TASK OBJECTIVE: Those lines of the data that hold the word "nose" are to be copied out.

WORKING DATA:

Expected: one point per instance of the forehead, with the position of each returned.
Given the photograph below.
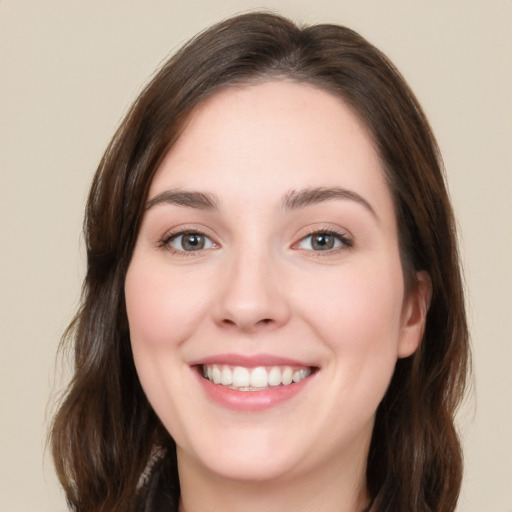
(276, 135)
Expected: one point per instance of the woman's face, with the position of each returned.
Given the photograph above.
(268, 261)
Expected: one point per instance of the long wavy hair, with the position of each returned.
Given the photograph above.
(105, 431)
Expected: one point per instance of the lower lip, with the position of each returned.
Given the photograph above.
(251, 401)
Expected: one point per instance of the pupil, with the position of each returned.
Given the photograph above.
(323, 242)
(193, 242)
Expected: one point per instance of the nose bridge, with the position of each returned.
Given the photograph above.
(251, 297)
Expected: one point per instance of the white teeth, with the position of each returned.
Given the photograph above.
(246, 379)
(227, 376)
(287, 377)
(241, 377)
(259, 378)
(274, 376)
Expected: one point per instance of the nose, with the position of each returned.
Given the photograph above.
(252, 294)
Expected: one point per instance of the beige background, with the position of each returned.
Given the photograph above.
(69, 70)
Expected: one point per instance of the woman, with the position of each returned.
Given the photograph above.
(273, 314)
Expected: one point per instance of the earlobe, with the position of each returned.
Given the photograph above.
(416, 307)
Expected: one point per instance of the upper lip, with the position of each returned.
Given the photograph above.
(250, 361)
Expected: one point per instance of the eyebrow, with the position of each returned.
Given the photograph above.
(297, 199)
(198, 200)
(293, 200)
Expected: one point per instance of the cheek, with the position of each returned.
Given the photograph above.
(162, 309)
(358, 315)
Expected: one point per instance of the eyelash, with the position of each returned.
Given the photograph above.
(165, 242)
(342, 238)
(344, 241)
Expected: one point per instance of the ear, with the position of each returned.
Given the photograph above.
(415, 310)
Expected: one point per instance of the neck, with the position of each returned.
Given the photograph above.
(330, 488)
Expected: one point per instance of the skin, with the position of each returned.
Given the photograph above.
(259, 286)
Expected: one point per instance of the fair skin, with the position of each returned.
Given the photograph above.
(270, 242)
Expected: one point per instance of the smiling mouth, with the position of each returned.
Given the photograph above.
(260, 378)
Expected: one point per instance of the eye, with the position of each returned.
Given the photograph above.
(188, 241)
(324, 241)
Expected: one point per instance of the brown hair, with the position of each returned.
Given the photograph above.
(104, 431)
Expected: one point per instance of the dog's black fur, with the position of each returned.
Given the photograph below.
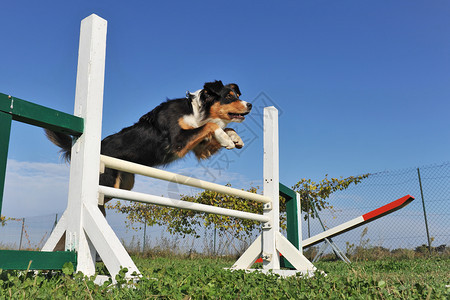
(171, 130)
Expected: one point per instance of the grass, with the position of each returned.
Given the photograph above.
(205, 278)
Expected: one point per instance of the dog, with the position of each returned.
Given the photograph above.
(196, 123)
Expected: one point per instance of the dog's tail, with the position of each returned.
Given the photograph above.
(63, 141)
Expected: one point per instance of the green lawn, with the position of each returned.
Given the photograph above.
(201, 278)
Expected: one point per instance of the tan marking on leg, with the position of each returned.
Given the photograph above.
(117, 183)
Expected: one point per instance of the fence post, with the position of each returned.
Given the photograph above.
(424, 211)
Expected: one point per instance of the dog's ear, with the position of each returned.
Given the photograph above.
(213, 88)
(235, 88)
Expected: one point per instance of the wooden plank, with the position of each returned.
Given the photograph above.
(41, 116)
(19, 260)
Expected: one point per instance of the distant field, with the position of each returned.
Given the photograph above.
(205, 278)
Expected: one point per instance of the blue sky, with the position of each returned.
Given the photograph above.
(362, 86)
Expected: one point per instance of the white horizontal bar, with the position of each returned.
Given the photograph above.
(126, 166)
(146, 198)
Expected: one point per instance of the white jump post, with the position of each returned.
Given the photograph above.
(84, 227)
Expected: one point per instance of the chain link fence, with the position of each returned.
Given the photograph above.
(425, 221)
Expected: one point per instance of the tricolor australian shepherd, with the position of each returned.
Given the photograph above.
(171, 130)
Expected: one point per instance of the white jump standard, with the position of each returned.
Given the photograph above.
(86, 229)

REPLY:
Expected: one point per instance of the nose bridge, with the position of each returned.
Expected: one point per instance of the nose, with the position of each returned.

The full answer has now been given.